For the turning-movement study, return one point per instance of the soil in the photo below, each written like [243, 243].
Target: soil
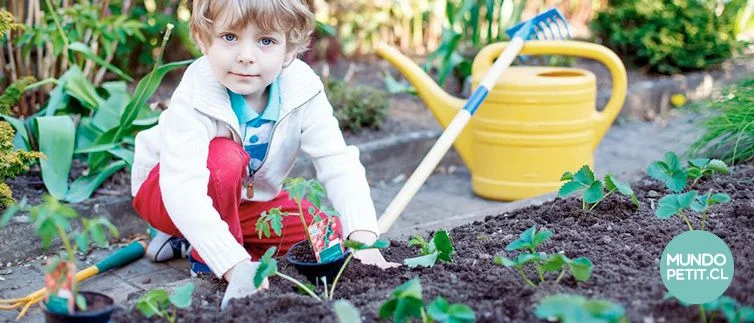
[623, 242]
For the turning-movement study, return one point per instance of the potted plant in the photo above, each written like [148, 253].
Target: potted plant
[63, 302]
[323, 251]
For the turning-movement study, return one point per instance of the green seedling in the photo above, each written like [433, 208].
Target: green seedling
[158, 302]
[673, 204]
[593, 190]
[406, 302]
[575, 308]
[441, 311]
[581, 267]
[698, 168]
[299, 189]
[731, 309]
[440, 247]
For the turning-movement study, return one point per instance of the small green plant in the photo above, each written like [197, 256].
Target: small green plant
[581, 267]
[670, 36]
[729, 128]
[731, 309]
[439, 248]
[357, 107]
[575, 308]
[593, 190]
[12, 161]
[299, 189]
[52, 220]
[406, 302]
[673, 204]
[159, 302]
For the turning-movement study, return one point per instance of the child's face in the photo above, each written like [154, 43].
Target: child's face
[246, 61]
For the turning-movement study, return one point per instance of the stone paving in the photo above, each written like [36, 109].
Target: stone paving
[626, 150]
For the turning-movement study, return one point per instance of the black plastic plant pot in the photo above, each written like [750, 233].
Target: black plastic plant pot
[313, 270]
[100, 309]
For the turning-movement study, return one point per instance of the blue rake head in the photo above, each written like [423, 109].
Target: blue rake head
[548, 25]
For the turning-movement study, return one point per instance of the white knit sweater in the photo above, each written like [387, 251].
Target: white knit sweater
[200, 110]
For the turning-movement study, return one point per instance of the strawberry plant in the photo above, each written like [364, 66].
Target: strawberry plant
[593, 190]
[159, 302]
[440, 247]
[299, 189]
[581, 267]
[575, 308]
[406, 302]
[731, 309]
[673, 204]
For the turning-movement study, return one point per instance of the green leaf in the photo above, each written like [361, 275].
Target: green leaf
[503, 261]
[87, 52]
[83, 187]
[569, 188]
[56, 140]
[346, 312]
[267, 267]
[181, 297]
[424, 261]
[594, 193]
[443, 245]
[82, 241]
[581, 268]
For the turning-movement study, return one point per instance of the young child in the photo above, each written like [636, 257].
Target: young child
[235, 123]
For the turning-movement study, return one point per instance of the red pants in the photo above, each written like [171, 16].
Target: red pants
[227, 166]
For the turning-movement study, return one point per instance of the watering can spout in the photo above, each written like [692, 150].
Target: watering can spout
[443, 105]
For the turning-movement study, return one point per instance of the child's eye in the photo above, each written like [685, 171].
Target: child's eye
[267, 41]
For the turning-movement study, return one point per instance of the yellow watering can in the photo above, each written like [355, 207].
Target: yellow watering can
[536, 123]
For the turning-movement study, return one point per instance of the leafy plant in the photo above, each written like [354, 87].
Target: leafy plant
[440, 247]
[731, 309]
[52, 220]
[406, 302]
[299, 189]
[357, 107]
[729, 128]
[12, 161]
[529, 240]
[669, 37]
[159, 302]
[575, 308]
[104, 132]
[592, 189]
[673, 204]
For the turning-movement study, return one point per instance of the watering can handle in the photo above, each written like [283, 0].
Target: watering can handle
[604, 119]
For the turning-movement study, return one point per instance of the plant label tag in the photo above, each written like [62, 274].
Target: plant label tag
[326, 241]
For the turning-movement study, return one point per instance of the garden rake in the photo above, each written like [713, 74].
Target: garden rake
[122, 257]
[549, 25]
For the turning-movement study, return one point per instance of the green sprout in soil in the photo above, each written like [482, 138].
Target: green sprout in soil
[580, 268]
[731, 309]
[268, 268]
[671, 172]
[406, 302]
[299, 189]
[440, 247]
[593, 190]
[673, 204]
[575, 308]
[158, 302]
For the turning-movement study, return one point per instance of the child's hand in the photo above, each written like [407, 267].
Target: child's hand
[241, 282]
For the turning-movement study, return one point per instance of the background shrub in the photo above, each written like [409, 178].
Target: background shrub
[357, 107]
[670, 36]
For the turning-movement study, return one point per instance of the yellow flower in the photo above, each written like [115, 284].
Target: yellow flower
[678, 100]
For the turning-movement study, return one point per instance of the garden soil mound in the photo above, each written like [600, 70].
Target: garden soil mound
[623, 242]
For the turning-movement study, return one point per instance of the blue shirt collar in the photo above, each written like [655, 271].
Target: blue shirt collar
[245, 113]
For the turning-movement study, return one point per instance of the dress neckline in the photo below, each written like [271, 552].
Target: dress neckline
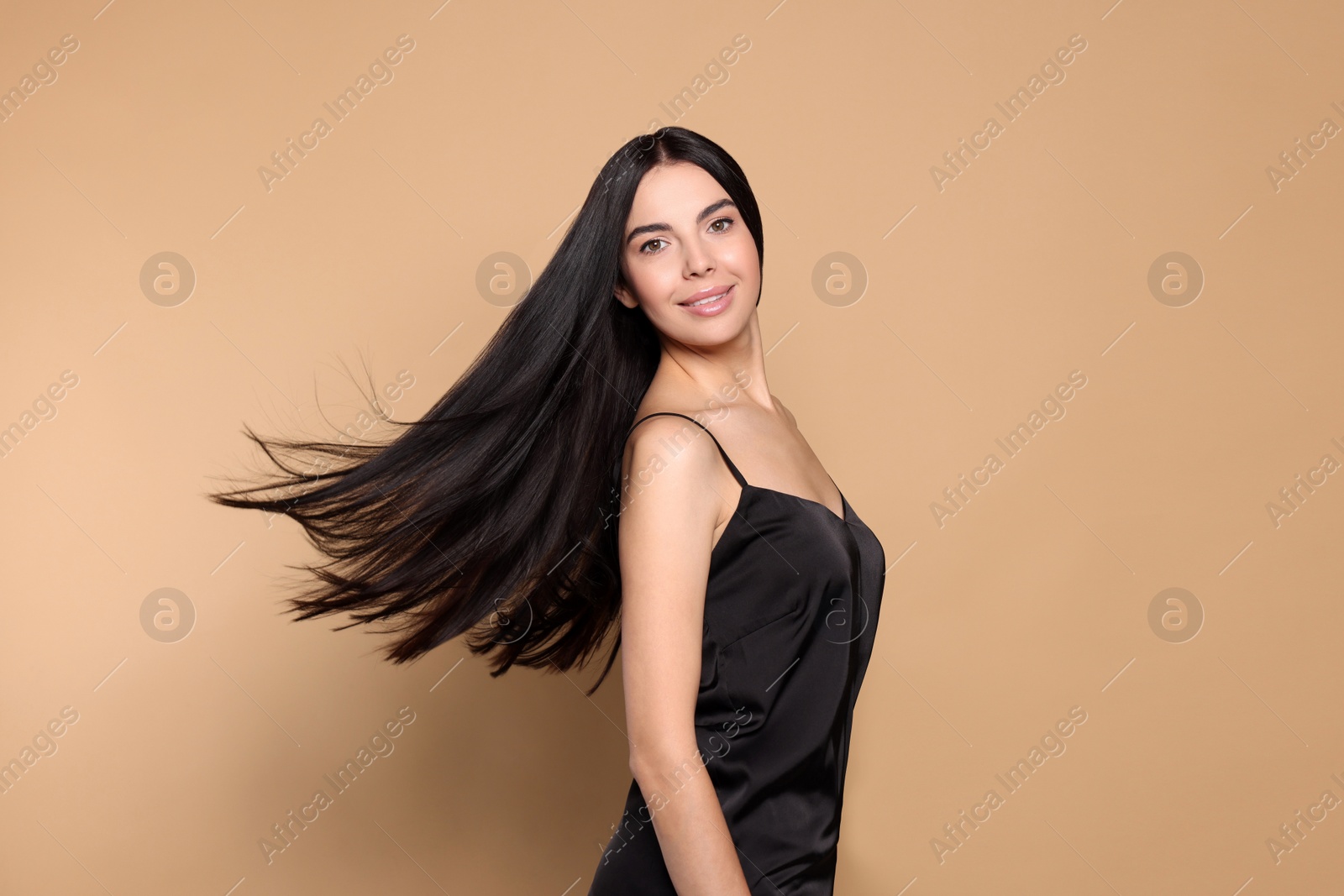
[732, 468]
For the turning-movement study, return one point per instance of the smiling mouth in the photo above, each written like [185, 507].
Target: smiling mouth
[709, 298]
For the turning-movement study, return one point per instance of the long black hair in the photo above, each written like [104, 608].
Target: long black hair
[496, 512]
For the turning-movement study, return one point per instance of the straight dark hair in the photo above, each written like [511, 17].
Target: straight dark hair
[496, 512]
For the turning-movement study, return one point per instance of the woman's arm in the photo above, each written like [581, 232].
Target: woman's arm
[672, 506]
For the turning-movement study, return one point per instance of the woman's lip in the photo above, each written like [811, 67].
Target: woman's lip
[710, 309]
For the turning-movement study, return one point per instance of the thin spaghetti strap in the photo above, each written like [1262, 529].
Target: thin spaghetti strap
[732, 466]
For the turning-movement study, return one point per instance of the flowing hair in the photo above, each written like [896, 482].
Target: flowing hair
[496, 512]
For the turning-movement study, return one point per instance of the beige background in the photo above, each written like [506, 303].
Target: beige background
[980, 298]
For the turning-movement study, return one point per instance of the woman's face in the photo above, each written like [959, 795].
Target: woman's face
[685, 241]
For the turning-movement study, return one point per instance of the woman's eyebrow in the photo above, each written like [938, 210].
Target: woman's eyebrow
[709, 210]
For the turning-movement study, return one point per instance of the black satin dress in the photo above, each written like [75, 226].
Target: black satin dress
[790, 618]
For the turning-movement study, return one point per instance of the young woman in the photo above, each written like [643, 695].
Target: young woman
[746, 600]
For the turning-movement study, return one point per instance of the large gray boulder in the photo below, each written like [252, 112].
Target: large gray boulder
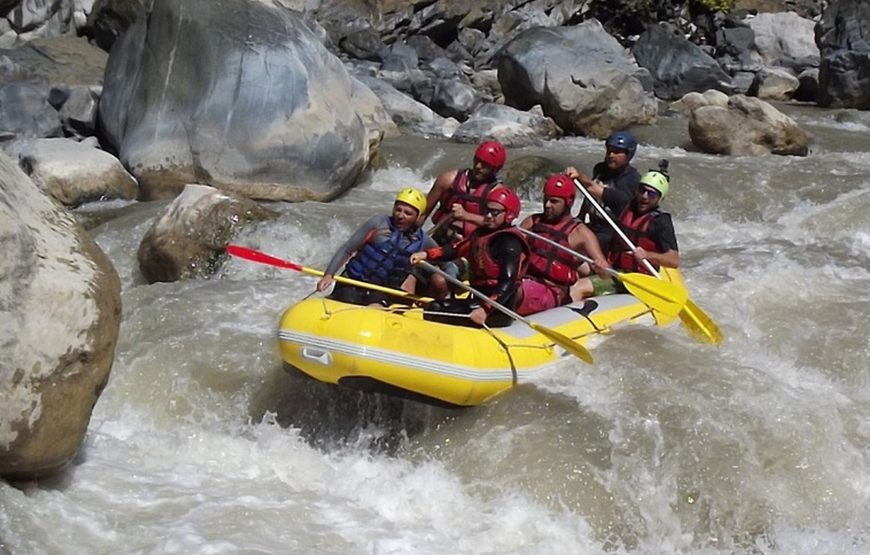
[74, 173]
[581, 76]
[252, 103]
[677, 66]
[742, 125]
[61, 312]
[844, 72]
[189, 236]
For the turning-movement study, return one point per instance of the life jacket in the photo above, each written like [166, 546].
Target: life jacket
[483, 269]
[385, 261]
[548, 262]
[636, 229]
[460, 192]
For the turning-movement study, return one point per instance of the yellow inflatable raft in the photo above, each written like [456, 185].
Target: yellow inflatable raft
[396, 352]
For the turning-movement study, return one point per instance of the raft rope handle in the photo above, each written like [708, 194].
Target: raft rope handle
[503, 345]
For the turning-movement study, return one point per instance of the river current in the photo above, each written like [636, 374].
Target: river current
[202, 443]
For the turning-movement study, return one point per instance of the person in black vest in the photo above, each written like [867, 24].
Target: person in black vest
[615, 172]
[497, 255]
[379, 251]
[649, 229]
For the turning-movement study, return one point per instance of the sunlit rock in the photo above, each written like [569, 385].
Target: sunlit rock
[580, 76]
[747, 126]
[188, 238]
[239, 95]
[61, 312]
[74, 173]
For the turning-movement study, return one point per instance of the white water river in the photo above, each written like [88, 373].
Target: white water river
[201, 443]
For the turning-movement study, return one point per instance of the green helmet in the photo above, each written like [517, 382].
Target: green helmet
[657, 180]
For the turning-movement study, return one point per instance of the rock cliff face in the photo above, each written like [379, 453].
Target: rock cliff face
[62, 307]
[843, 36]
[238, 95]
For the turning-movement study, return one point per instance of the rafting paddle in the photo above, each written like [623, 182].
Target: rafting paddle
[699, 325]
[563, 341]
[262, 258]
[657, 294]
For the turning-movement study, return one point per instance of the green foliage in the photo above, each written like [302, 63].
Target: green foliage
[714, 5]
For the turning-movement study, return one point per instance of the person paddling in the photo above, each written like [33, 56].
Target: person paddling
[649, 228]
[552, 271]
[456, 198]
[615, 172]
[497, 254]
[379, 252]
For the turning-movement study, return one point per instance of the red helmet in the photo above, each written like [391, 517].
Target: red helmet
[507, 198]
[560, 186]
[492, 153]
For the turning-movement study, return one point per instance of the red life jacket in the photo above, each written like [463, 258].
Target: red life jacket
[636, 229]
[471, 201]
[548, 262]
[483, 269]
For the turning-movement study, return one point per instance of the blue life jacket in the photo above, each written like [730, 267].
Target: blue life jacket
[383, 260]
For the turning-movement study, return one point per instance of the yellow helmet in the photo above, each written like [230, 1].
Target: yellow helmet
[412, 197]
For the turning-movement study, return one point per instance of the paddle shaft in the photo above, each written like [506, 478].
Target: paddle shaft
[583, 257]
[262, 258]
[664, 296]
[564, 341]
[695, 319]
[474, 292]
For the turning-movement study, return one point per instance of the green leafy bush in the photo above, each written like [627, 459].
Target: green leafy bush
[714, 5]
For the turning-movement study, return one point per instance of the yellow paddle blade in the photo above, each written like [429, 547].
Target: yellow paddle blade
[563, 341]
[699, 325]
[661, 296]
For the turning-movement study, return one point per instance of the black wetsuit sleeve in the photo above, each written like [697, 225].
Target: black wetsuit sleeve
[356, 241]
[507, 251]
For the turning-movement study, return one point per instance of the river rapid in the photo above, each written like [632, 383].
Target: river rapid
[202, 443]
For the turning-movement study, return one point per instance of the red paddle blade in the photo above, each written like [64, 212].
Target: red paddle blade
[262, 258]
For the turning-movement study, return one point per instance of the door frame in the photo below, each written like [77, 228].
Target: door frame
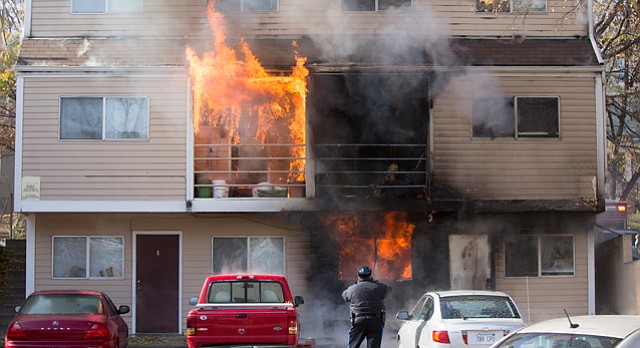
[134, 277]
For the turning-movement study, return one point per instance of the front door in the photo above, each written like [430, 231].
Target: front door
[157, 283]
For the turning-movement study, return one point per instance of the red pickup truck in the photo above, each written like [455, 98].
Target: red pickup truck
[244, 309]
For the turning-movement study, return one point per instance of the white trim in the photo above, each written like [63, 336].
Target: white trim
[26, 32]
[591, 272]
[17, 173]
[30, 267]
[134, 275]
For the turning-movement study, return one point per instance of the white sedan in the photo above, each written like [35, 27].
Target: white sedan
[458, 319]
[589, 331]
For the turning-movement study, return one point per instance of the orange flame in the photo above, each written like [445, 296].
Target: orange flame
[230, 84]
[383, 242]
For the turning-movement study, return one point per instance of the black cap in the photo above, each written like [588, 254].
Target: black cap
[364, 272]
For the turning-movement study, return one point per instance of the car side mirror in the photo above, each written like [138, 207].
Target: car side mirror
[123, 309]
[403, 315]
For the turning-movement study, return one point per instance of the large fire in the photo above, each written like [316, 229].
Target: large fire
[232, 90]
[382, 241]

++++

# Written instruction
Reproduce the records word for word, starting at the line that contains "like [455, 98]." and continuing through the end of the records.

# Reply to the task
For the turning-movement study, return one point per instance of the red pickup truck in the photo above, each written like [455, 98].
Target: red pickup truck
[244, 309]
For the turning-movement study, return one point per instance of the white trim in the photo above, each written like [63, 336].
Target: white trim
[26, 32]
[591, 272]
[17, 173]
[30, 267]
[134, 275]
For the turning-movement study, return one point per instance of the white sedan in the photo above, each written like [35, 27].
Target: white sedan
[458, 319]
[589, 331]
For the turning-movement study, return one point per instance of the orange flame in the photo above, each written like [445, 296].
Target: orange flame
[230, 84]
[383, 242]
For the turning-movement study, return one point per instance of the black cap in the photo above, each written like [588, 254].
Target: black cap
[364, 272]
For the turning-movement study, return one point per instance of the car side mirror in the photo above, each written like [138, 207].
Target: car side mirror
[123, 309]
[403, 315]
For the turning-movement study, return one point per instance of the large fire in the photo above, each written like [316, 229].
Target: large fire
[232, 90]
[382, 241]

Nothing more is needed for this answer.